Whether you brush your teeth once, twice or thrice per day, this daily ritual can sometimes fall to the wayside during and after the holiday seasons. Sweet treats lurk around every kitchen corner and dining room dessert table. Luckily, we’ve got you covered — but not covered in toothpaste. Check out our top five tips to take care of your teeth this winter.
1. Keep your routine.
Maintaining an oral hygiene routine is always important, especially during the holidays, when parties can go late into the night and interfere, says Dr. Leena Palomo, director of the Doctor of Medicine in Dentistry program in periodontics at Case Western Reserve University in Cleveland.
“The bacteria which cause tooth decay and gum disease don’t know it’s the holidays, just as the blood sugar, body mass index and triglyceride levels don’t know that it’s the holidays,” she says, adding that it’s still vital to maintain brushing daily and flossing and eating at meal times, rather than grazing.
“It’s easy to ‘fall off the wagon’ maintaining both dental and overall health during the holidays,” Palomo says. “It happens. But being mindful during that time and enforcing a routine right after the holidays conclude are good strategies.”
2. Don’t go nuts cracking nuts.
The hard surface of many nutshells may cause serious tooth and gum damage when trying to open them with your teeth, says Dr. Bruce L. Cassis, a dentist from Fayetteville, West Virginia, and president-elect of the Academy of General Dentistry.
“Nuts are excellent sources of proteins for muscle and bone strength, but the shells only do damage,” he says. “Invest in a nutcracker! Opening beverage bottles with your teeth can also lead to serious tooth and gum damage. Teeth weren’t made to open beverage bottles and often leads to fractured teeth. Invest in a bottle opener, which is less expensive than a trip to the dentist to repair fractured teeth or lacerated gums.”
3. Quench your thirst the right way.
It’s tempting to grab a glass of eggnog or pop, but Palomo says to go for water instead of sugary drinks.
“Sticky foods, like dried fruit, and starchy foods, like cakes and chips, promote tooth decay and increase blood sugar,” she adds. “Too much alcohol dries the mouth and removes from the cleansing effects of saliva.”
Drinking a lot of water is also helpful in staving off dental decay because it can rinse off food from the teeth and buffer pH levels of the mouth to avoid acidity.
4. Glasses up!
Drinking glasses and bottles are big dental culprits during the holidays and any time you’re entertaining or at a party, says Dr. Charles Sutera, founder and president of Aesthetic Smile Reconstruction in Waltham, Massachusetts.
“The accident is usually the same scenario: someone bumps your elbow while you’re drinking from a glass or bottle, and unfortunately, a front tooth is punished,” he says. “When in close quarters with a lot of other people, one technique I suggest is to preventatively hold your hand as close to the top of your glass or bottle as possible. When you do that, if someone bumps into you, you will bump the soft part of your hand against your mouth instead of the hard surface of a glass or bottle.”
5. Pets are important, too.
When it comes to your animals, “keep them on a regular diet and avoid table scraps. Pets don’t know there is a holiday,” Cassis says.
Sutera adds that when you have a house full of company, pets often get a little more free reign than usual.
“Be sure to keep your dental appliances off the counters and out of their reach,” Sutera says. “We usually have a few extra calls after the holidays that a pet had a field day and chewed up a dental appliance.”
━━━━━━━━━━
What is needed:
Write out the holiday dental tips text word for word, everything from "The hard surface of many" down to "of sugary drinks.".

Referring expression pointing material:
━━━━━━━━━━
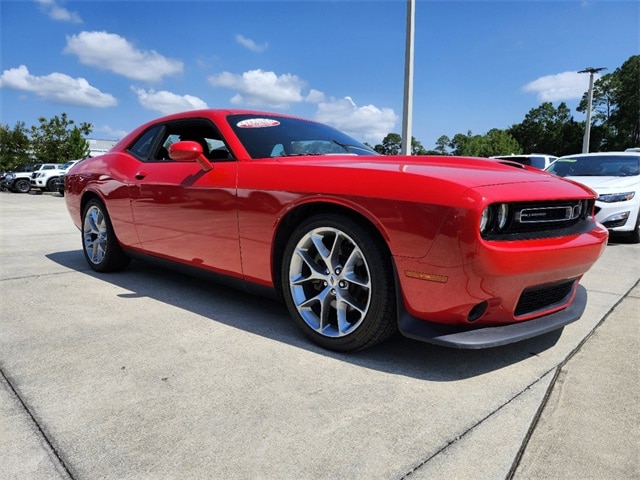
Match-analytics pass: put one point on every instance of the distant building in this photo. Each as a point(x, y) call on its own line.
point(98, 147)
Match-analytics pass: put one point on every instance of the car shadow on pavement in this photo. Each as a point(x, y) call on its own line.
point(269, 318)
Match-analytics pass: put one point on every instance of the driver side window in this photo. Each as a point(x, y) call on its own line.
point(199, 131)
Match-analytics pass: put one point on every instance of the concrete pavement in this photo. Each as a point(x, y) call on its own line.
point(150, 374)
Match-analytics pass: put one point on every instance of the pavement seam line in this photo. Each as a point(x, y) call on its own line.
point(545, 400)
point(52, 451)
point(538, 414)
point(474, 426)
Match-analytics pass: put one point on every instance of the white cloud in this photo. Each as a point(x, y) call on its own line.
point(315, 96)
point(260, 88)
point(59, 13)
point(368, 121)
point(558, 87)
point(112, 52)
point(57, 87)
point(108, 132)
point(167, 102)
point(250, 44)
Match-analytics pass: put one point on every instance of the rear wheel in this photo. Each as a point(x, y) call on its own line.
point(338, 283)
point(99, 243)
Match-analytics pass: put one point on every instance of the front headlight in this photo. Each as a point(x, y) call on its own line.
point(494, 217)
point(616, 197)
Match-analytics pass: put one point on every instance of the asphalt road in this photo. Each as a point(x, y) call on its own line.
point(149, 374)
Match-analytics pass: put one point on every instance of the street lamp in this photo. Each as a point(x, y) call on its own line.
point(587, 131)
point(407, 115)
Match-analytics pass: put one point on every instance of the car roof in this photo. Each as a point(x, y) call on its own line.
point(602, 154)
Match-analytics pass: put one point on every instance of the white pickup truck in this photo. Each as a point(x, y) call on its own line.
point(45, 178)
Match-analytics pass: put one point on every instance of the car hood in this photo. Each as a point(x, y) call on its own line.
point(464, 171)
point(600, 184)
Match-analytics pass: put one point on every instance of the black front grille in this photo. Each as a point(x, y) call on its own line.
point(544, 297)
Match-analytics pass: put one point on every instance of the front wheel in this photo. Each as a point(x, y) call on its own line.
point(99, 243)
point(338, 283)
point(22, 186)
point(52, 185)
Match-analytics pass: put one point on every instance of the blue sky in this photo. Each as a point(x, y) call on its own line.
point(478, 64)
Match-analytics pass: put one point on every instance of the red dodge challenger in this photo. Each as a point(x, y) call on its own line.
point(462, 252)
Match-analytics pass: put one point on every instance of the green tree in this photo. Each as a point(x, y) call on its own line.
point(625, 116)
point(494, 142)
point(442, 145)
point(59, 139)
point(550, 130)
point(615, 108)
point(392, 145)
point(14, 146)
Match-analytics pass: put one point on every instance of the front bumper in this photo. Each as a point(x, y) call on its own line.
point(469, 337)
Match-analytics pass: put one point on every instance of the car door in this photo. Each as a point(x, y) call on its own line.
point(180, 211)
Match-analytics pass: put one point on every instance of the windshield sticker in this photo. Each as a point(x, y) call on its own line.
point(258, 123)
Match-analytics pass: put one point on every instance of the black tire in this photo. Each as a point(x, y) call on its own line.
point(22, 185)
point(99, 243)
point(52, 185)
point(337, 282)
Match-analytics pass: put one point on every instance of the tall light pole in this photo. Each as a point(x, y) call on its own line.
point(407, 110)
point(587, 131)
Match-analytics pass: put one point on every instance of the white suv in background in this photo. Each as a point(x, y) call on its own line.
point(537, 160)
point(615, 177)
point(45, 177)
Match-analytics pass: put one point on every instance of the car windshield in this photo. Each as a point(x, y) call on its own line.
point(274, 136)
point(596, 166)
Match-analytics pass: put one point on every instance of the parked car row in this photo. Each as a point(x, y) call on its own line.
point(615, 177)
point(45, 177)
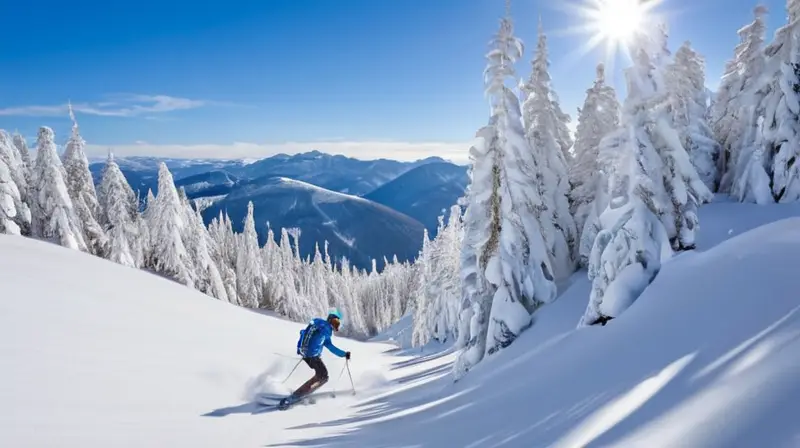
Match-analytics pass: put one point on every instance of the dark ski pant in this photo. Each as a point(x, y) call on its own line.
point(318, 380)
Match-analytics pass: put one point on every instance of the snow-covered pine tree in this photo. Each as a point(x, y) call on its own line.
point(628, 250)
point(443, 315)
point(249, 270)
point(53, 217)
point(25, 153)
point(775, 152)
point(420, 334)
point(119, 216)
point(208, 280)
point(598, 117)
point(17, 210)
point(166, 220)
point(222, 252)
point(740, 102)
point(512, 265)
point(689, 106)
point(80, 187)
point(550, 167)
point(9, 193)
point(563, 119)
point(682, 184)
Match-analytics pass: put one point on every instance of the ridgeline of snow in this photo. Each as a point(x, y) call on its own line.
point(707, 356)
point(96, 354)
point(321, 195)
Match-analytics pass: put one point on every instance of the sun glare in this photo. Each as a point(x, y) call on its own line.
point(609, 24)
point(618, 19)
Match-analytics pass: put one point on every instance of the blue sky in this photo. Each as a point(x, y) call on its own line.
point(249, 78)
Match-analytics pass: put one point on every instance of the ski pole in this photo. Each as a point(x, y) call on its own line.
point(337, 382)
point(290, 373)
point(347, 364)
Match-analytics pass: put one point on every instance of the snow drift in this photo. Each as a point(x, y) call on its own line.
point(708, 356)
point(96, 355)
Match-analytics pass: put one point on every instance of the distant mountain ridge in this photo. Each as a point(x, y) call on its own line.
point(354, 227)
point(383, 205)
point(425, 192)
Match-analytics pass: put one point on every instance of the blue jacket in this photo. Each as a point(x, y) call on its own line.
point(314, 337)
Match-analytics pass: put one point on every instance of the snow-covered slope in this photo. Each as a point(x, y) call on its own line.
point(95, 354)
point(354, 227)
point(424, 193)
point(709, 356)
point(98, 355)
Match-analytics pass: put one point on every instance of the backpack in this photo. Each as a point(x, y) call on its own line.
━━━━━━━━━━
Response area:
The hard surface of many nutshells may cause serious tooth and gum damage when trying to open them with your teeth, says Dr. Bruce L. Cassis, a dentist from Fayetteville, West Virginia, and president-elect of the Academy of General Dentistry.
“Nuts are excellent sources of proteins for muscle and bone strength, but the shells only do damage,” he says. “Invest in a nutcracker! Opening beverage bottles with your teeth can also lead to serious tooth and gum damage. Teeth weren’t made to open beverage bottles and often leads to fractured teeth. Invest in a bottle opener, which is less expensive than a trip to the dentist to repair fractured teeth or lacerated gums.”
3. Quench your thirst the right way.
It’s tempting to grab a glass of eggnog or pop, but Palomo says to go for water instead of sugary drinks.